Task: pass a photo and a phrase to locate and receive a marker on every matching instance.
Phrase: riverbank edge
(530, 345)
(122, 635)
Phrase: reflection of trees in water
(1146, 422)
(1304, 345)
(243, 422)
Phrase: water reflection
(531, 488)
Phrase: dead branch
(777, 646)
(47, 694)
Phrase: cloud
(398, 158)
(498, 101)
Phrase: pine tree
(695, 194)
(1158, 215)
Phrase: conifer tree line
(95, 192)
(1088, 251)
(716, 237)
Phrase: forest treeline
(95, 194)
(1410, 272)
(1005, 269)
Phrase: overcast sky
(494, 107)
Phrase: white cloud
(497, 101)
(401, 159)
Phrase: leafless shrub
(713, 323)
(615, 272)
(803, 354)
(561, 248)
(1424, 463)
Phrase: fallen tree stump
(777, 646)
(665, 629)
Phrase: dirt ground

- - - -

_What is required_: Reproduce the entire listing above exactly, leaving nothing out.

_Exercise output_:
Task: pass a photo and a phrase to locate and receive a marker on every matching instance.
Phrase: riverbank edge
(530, 345)
(122, 635)
Phrase: reflection of trees in water
(1146, 422)
(1304, 345)
(243, 422)
Phrase: water reflection
(531, 488)
Phrase: dead branch
(777, 646)
(47, 694)
Phrase: cloud
(398, 158)
(498, 101)
Phrase: pine tree
(695, 194)
(1158, 215)
Phrase: conifer tree line
(95, 192)
(1088, 251)
(716, 237)
Phrase: forest treeline
(95, 194)
(1410, 272)
(1005, 269)
Phrase: overcast sky
(494, 107)
Phrase: white cloud
(497, 101)
(401, 159)
Phrase: leafless shrub
(713, 323)
(615, 272)
(803, 354)
(561, 248)
(1424, 463)
Phrase: fallen tree stump
(777, 646)
(665, 629)
Phrase: dirt ground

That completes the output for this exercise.